■ AIM OF THE EXERCISE: Count the lines in the items below that contain the string "frame", matching case exactly. Reply with the number alone.

■ DATA TO USE:

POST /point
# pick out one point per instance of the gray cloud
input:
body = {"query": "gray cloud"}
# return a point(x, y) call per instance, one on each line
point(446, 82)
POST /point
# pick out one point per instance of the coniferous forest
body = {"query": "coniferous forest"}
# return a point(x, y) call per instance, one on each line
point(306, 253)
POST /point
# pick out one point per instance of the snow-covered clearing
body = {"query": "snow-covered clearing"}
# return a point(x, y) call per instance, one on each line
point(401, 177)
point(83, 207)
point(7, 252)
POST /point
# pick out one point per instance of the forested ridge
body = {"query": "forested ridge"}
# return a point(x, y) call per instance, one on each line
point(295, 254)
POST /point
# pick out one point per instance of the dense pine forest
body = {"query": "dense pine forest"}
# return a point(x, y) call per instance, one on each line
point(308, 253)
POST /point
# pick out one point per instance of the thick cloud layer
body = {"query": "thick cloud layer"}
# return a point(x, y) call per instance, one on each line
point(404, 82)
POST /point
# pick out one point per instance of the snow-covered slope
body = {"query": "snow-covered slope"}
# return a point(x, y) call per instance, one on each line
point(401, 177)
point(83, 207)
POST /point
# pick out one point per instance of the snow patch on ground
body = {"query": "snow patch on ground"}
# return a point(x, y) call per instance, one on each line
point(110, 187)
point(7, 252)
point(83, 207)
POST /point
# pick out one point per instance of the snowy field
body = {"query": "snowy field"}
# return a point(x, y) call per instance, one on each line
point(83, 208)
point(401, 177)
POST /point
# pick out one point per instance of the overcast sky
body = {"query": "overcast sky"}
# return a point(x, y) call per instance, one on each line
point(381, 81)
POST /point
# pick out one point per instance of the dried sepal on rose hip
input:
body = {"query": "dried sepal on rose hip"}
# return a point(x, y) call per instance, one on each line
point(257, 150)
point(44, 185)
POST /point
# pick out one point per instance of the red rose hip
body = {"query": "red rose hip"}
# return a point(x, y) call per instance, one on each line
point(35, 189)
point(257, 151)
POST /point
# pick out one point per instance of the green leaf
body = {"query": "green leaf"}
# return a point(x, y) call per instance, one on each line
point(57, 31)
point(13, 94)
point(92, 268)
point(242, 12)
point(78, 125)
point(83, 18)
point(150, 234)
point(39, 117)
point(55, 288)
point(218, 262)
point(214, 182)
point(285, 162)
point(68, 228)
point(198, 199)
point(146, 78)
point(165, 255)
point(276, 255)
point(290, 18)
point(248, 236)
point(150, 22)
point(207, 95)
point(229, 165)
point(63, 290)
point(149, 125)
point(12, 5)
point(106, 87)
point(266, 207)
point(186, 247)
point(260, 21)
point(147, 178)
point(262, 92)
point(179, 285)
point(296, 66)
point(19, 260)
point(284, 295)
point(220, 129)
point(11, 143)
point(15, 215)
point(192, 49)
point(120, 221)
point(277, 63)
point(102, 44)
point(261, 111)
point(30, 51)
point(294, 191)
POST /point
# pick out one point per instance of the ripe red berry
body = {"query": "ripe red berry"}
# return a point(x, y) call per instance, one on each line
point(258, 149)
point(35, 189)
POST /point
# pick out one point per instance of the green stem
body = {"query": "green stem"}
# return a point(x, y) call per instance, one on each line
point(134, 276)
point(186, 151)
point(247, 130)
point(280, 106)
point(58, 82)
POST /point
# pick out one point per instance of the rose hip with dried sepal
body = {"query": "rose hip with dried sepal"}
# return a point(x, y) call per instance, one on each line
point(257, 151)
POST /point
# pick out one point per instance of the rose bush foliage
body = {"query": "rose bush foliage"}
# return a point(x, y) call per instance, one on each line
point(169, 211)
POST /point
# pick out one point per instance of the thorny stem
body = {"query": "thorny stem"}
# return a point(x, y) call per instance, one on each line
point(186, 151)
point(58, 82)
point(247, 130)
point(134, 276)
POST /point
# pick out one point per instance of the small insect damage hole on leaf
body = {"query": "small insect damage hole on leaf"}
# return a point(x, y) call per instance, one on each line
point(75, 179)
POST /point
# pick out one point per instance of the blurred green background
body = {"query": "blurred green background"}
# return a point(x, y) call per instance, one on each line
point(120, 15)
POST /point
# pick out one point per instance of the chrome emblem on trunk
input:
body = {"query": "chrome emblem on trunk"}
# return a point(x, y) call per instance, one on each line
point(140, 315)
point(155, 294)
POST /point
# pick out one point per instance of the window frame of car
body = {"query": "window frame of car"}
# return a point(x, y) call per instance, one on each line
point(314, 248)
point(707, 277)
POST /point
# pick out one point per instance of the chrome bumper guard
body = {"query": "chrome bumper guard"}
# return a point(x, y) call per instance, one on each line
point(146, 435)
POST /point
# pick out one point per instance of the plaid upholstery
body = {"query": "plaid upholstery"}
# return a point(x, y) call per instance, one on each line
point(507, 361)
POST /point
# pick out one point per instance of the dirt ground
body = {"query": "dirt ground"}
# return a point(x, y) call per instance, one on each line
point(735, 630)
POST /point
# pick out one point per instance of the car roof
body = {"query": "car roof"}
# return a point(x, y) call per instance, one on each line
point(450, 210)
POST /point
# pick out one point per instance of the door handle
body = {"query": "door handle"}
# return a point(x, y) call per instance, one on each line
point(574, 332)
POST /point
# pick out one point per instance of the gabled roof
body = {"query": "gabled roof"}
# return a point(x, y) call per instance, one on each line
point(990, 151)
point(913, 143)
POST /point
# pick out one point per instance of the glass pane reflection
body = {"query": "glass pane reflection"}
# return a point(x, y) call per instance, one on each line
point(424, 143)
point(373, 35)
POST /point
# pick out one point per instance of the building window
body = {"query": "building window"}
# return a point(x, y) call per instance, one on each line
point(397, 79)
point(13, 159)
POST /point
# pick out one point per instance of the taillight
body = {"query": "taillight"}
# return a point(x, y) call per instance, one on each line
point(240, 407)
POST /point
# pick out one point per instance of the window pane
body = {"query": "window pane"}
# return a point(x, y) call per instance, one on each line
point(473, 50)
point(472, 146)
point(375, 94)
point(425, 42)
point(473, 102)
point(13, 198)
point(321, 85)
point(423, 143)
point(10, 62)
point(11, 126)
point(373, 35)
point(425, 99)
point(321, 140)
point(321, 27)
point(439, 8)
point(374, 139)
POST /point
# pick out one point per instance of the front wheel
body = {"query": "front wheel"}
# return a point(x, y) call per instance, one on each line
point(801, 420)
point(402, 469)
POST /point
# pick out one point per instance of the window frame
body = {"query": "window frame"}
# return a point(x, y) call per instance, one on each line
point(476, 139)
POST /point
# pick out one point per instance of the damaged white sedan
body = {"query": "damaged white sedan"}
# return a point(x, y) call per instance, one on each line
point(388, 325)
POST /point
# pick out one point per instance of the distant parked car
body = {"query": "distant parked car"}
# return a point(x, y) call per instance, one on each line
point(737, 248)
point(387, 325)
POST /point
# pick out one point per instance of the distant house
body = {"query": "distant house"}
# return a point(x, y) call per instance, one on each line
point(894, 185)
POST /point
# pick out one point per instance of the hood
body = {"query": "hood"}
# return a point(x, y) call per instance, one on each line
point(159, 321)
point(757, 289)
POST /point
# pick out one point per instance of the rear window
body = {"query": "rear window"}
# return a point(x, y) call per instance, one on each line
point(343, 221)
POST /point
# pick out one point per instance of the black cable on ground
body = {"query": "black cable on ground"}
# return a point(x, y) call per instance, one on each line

■ ANSWER IN FULL: 4